The permeability of the siltstone was then calculated using pulse-decay permeability measurement (Equations (7) and (8)), and Figure 20 shows the logarithmic decay of the difference in pressure between upstream and downstream at 3 MPa injection pressure and 20 MPa confinement. Here, in order to reduce the influence of pore pressure on the permeability calculation, only the tail end of the development of the downstream pressure is used, and for each injection condition, the start time of the pulse decay permeability measurement begins when the pressure difference between upstream and downstream drops to 0.2 MPa (see Figure 20). In this case, the pore pressure approximates the injection pressure. There is a linear relationship between the logarithms of the pressure difference between upstream and downstream with time, and the slope of the straight line is the decay exponent α in Equation (7) (see Figure 21), and the permeability of the siltstone sample at different injection pressures can be calculated from Equation (8).
The calculated permeability values for each injection pressure condition are shown in Figure 22, which shows that the permeability decreases from 0.00061 mD to 0.000433 mD with increasing injection pressure from 3 MPa to 6 MPa at 20 MPa confinement, due to the reducing slip flow with increasing pressure, and gaseous CO2 with lower compressibility has high penetration capacity through pore throats. In the case of liquid CO2 injection, when the injection pressure is 9 MPa, the permeability drops to the lowest point of around 0.000270 mD, recalling the conclusion that the permeability for liquid CO2 is much lower than that for gaseous CO2.under steady-state conditions. With further increase of injection pressure, the permeability starts to slightly increase up to 0.000295 mD at 15 MPa, which is mainly related to the reduced effective stress effect in rock pores. In this study, the permeability at 9 MPa injection pressure is regarded as the reference liquid permeability, because the slippage effect is almost absent, and the permeability fluctuation is small when CO2 is in the fluid phase. The Klinkenberg parameter b can be calculated using Equation (3). For example, at 20 MPa confinement, it equals 3.78 MPa at 3 MPa injection pressure and 3.61 MPa at 6 MPa injection pressure, with an average value of 3.70 MPa, which is consistent with the findings of Tanikawa and Shimamoto [41]. According to Equation (3), the permeability for gas CO2 is 0.001265 mD at 1 MPa pore pressure and 0.002268 mD at 0.5 MPa pore pressure, respectively, which is much higher than the liquid permeability.
Similar to the steady-state permeability tests, the confining pressure under transient conditions also plays an important role in permeability evolution. Higher confining pressures cause the natural micro-fractures or preferential flow paths to shrink, resulting in a significant permeability reduction. With the increase of confining pressure, the times taken for the equilibrium between upstream and downstream are increased and the pressure increase rate is decreased (see Figure 23). The tested siltstone permeability decreases with increasing confining pressure (see Figure 22). For example, under 9 MPa injection pressure conditions, increasing the confinement from 10 to 20 MPa, 10 to 30 MPa and 10 to 40 MPa causes the siltstone permeability to decrease by 24%, 31% and 37%, respectively.

_____

> TASKS TO PERFORM
1 – In the excerpt on siltstone permeability, condense the paragraph beginning "Similar to the steady-state permeability tests" into a short bulleted list that keeps its main facts.
2 – According to the excerpt on siltstone permeability, what is the average value of the Klinkenberg parameter b at 20 MPa confinement?

_____

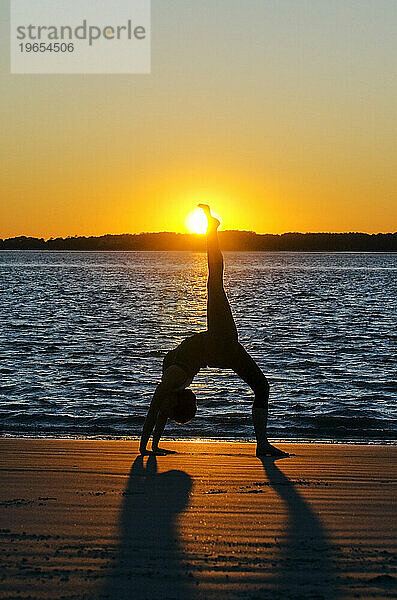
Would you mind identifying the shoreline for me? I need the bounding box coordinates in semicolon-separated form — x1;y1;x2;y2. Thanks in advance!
0;438;397;600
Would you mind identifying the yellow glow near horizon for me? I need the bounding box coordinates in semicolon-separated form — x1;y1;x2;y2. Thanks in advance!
185;208;207;233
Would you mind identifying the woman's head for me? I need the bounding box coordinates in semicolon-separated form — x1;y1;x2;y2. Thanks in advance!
169;389;197;425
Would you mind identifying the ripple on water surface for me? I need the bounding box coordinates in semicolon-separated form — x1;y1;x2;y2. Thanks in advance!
0;252;397;441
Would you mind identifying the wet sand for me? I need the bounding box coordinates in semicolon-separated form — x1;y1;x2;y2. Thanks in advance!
0;439;397;600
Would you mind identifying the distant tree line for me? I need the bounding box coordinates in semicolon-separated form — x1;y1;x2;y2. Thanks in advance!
0;231;397;252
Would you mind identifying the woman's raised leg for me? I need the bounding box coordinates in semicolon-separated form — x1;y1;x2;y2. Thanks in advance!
199;204;238;341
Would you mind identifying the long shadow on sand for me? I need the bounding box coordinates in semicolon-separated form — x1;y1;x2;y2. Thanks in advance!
261;458;339;600
100;456;192;600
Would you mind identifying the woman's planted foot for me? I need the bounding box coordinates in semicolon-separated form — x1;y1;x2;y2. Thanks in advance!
198;204;221;229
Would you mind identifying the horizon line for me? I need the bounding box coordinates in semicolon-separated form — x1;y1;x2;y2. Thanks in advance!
0;229;397;242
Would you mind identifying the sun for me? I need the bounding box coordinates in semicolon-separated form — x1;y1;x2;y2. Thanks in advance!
185;208;207;233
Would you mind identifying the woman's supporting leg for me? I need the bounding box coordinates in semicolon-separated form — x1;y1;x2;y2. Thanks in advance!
199;204;238;341
231;344;288;456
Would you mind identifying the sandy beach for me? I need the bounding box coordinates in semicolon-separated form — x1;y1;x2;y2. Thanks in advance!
0;439;397;600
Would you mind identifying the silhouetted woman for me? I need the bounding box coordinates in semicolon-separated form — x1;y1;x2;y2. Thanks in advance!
139;204;286;456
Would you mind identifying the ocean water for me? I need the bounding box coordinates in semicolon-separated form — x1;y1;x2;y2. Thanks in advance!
0;251;397;442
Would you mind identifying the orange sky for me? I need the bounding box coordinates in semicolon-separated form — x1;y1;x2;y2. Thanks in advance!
0;0;397;238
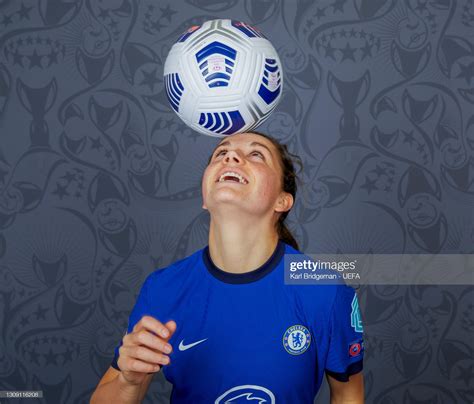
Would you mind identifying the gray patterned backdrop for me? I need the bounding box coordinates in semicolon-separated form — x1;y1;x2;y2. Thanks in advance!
0;0;474;404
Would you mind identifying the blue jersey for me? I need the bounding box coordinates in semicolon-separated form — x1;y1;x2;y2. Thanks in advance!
112;241;363;404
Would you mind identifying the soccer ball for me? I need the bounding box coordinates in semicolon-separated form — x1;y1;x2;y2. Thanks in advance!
164;20;283;137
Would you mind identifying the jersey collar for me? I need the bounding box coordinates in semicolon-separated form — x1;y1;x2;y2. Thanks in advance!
202;240;285;284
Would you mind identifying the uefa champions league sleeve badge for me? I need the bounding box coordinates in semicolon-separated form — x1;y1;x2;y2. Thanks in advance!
283;324;311;355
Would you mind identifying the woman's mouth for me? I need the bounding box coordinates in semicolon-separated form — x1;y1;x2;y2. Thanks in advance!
216;171;249;185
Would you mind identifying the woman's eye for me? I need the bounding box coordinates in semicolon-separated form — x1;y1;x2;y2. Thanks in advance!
251;150;264;158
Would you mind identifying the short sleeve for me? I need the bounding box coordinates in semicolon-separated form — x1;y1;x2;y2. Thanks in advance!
325;285;364;382
110;275;151;370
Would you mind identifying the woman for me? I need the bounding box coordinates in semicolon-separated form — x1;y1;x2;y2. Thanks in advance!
91;132;363;404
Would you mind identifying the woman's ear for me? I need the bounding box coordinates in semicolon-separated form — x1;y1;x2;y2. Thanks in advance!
275;192;294;212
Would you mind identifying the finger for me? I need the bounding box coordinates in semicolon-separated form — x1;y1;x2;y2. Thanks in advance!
118;358;161;373
130;330;173;354
133;316;170;338
123;345;170;365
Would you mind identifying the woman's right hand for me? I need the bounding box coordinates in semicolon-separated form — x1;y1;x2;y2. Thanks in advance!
117;316;176;385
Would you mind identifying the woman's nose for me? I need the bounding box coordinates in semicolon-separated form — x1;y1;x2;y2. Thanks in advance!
224;150;242;163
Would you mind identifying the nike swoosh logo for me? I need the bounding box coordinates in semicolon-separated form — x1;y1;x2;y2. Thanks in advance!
178;338;207;351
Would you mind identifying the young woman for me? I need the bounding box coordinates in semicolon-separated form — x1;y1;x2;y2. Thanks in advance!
91;132;364;404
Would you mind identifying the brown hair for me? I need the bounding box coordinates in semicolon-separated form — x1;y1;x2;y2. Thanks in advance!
207;130;303;250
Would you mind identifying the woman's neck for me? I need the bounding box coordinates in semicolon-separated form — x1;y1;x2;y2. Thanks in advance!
209;219;278;273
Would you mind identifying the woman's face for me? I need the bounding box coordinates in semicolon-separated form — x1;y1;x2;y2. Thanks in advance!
202;133;293;219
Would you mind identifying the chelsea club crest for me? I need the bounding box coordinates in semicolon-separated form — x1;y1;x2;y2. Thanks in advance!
283;324;311;355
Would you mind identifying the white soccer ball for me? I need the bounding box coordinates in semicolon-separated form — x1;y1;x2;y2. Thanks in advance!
164;20;283;137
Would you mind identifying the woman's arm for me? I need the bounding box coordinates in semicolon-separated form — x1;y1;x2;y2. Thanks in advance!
90;367;153;404
327;372;364;404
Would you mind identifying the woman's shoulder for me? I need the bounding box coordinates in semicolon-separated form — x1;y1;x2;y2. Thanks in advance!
146;247;204;283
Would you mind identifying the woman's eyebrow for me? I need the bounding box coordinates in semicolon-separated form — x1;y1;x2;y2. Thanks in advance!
214;140;273;156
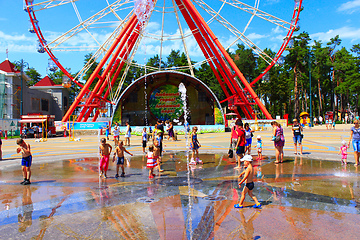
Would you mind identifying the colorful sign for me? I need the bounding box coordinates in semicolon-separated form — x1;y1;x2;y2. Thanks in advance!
149;84;183;120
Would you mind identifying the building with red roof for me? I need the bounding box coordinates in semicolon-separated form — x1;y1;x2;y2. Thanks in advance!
0;59;69;120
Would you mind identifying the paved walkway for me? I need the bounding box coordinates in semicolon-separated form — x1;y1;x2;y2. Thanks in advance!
0;124;354;169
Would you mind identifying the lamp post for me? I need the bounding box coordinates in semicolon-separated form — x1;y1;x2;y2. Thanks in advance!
15;59;29;116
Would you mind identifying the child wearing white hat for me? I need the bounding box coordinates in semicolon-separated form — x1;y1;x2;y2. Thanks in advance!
234;155;261;208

_____

> COMPLETED EXERCISE
1 –
- As in steady-state tests, confining pressure strongly affects permeability under transient conditions.
- Higher confining pressure shrinks natural micro-fractures and preferential flow paths, which substantially lowers permeability.
- As confinement rises, upstream and downstream pressures take longer to reach equilibrium, and the pressure increase rate falls (Figure 23).
- Siltstone permeability decreases with increasing confining pressure (Figure 22).
- At 9 MPa injection pressure, raising confinement from 10 MPa to 20, 30 and 40 MPa lowers permeability by 24%, 31% and 37%, respectively.

2 – 3.70 MPa